**Coordinate labeling data:**
::::::::

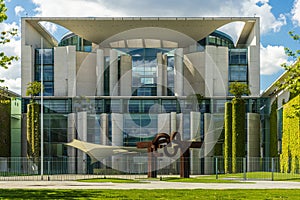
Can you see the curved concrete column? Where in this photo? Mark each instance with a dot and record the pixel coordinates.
(173, 122)
(100, 67)
(117, 139)
(195, 127)
(113, 73)
(178, 72)
(253, 143)
(104, 129)
(71, 135)
(126, 75)
(82, 135)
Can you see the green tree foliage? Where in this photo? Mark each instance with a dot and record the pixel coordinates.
(33, 122)
(33, 89)
(273, 130)
(5, 37)
(239, 89)
(290, 156)
(5, 105)
(228, 137)
(33, 131)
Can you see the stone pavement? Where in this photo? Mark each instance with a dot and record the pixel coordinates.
(147, 185)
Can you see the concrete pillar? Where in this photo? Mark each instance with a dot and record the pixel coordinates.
(27, 69)
(104, 129)
(71, 135)
(100, 67)
(113, 73)
(126, 75)
(173, 122)
(117, 139)
(178, 72)
(82, 135)
(208, 144)
(195, 127)
(179, 123)
(65, 71)
(72, 75)
(253, 143)
(254, 70)
(162, 75)
(163, 123)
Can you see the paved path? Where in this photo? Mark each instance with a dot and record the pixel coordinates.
(147, 185)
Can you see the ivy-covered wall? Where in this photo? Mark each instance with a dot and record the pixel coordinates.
(228, 137)
(5, 105)
(33, 131)
(290, 156)
(273, 130)
(238, 131)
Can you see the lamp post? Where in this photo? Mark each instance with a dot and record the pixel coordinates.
(42, 109)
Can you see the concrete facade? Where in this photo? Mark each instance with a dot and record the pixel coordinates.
(169, 62)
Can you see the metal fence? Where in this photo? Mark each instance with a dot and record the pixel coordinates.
(69, 168)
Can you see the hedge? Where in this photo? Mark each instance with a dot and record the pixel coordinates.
(238, 131)
(290, 156)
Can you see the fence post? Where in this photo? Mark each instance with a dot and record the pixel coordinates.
(272, 168)
(216, 158)
(244, 168)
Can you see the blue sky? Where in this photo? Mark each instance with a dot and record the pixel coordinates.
(277, 18)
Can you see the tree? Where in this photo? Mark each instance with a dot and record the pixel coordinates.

::::::::

**OBJECTIVE:**
Without the pictures, reproduce every line of the records above exactly.

**WORKED ANSWER:**
Can you see the curved concrete column? Where in this photo? Mark each instance with a dot and record the pixel coordinates.
(173, 122)
(100, 67)
(117, 139)
(195, 127)
(113, 73)
(178, 72)
(253, 143)
(104, 129)
(71, 135)
(126, 75)
(82, 135)
Can you see the green tree foliage? Where in this photo? Mark each instance with a dot and record the pixel coordinates.
(33, 122)
(33, 89)
(273, 130)
(5, 37)
(239, 89)
(290, 156)
(5, 105)
(228, 137)
(33, 131)
Can you see the stone pavement? Where in this photo? Mark each instance with a dot and record the pixel coordinates.
(147, 185)
Can you see the concrete pillar? Where in this photo? Mark each instance with a dot and record the pixel coordinates.
(27, 69)
(104, 129)
(71, 135)
(100, 67)
(113, 73)
(126, 75)
(173, 122)
(117, 139)
(178, 72)
(82, 135)
(208, 144)
(195, 127)
(179, 123)
(65, 71)
(72, 75)
(253, 143)
(254, 70)
(162, 75)
(163, 123)
Can you see the paved path? Where in this photo? Mark each instance with a dot and record the pixel coordinates.
(147, 185)
Can you see the ivy-covered wall? Where in this photo? Mark each instance with a dot and record the pixel coordinates.
(228, 137)
(5, 105)
(33, 131)
(290, 156)
(273, 130)
(238, 131)
Can you see the lamp post? Where in this photo? Mark each instance with a dot and record the pixel coordinates.
(42, 109)
Can you see the concrete facade? Where in this photo? Mark each instance with a dot and record the pixel coordinates.
(169, 62)
Can you see the metal fence? Where in this photo? Mark each instance with a dot and record the pixel coordinates.
(69, 168)
Can you see the hedge? Where in this photo? Mark each instance with a dot and record the pixel coordinates.
(238, 131)
(290, 156)
Can you see the fence post? Where in this photo? Mark each instance with a dot and record the pixel coordinates.
(272, 168)
(216, 158)
(244, 168)
Can you see the blue sky? Where in this photo? Mark each instance with a dot and record the pixel coordinates.
(277, 18)
Can you see the tree? Where in this photo? Mark each instance with a dot and record the pixel coordinates.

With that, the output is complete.